- Given passage:

════

Translator's Preface
This article is based on an interview with Ethereum founder Vitalik Buterin conducted by CNBC in September 2023. The article describes Vitalik's situation in the face of global cryptocurrency suppression policies and his confidence in Ethereum and his enthusiasm for crypto technology. In the interview, he talked about how he and the Ethereum Foundation responded to the increasing cryptocurrency suppression in the United States and expressed his concern about the development of cryptocurrencies in developing countries. He hopes that technology can truly be used by mankind and play a positive role. In him, we see that the crypto world is not just hype and speculation, and we can really use crypto technology to do something meaningful for human development.
Overview of this article
This article is Vitalik Buterin, the man behind ethereum, talks crypto and the U.S. crackdown (Vitalik Buterin, the man behind Ethereum, talks about crypto and the U.S. crackdown), written by MacKenzie Sigalos. The full text is about 4,500 words in total, and it is expected to take 25 minutes to read.

════

- Exercise brief: Write out the preface on the Vitalik Buterin interview from "Overview of this" up to and including "minutes to read.", word for word.

════

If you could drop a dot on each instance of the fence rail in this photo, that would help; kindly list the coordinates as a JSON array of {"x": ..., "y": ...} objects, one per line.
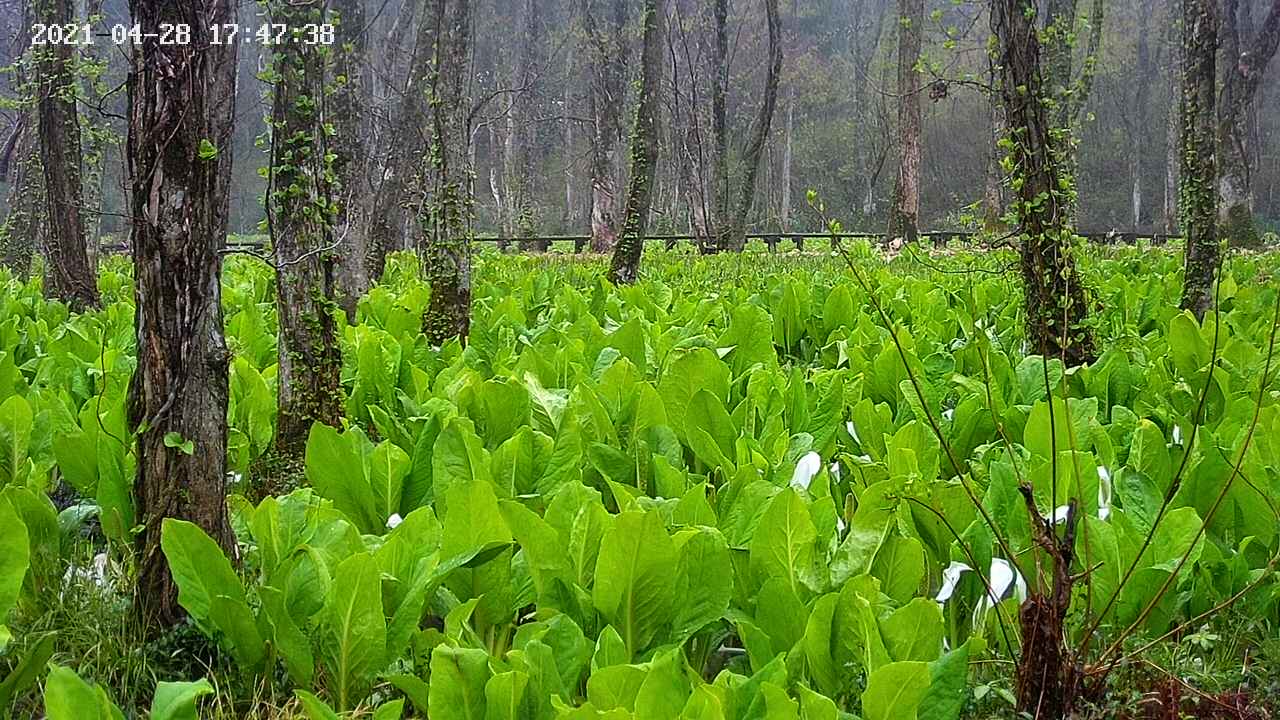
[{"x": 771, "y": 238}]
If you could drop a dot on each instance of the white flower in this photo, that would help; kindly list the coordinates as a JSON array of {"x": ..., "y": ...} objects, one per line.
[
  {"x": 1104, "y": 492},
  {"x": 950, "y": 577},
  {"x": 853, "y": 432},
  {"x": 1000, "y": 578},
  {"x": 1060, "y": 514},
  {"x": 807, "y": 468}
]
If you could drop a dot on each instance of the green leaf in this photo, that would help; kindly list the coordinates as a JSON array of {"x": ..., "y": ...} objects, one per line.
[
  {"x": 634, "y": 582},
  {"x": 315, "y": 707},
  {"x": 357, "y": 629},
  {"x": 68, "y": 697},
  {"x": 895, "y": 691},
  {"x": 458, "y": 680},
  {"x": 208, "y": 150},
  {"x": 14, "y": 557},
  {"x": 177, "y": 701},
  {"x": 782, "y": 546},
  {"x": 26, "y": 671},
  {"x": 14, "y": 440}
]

════

- Task result:
Overview of this article
This article is Vitalik Buterin, the man behind ethereum, talks crypto and the U.S. crackdown (Vitalik Buterin, the man behind Ethereum, talks about crypto and the U.S. crackdown), written by MacKenzie Sigalos. The full text is about 4,500 words in total, and it is expected to take 25 minutes to read.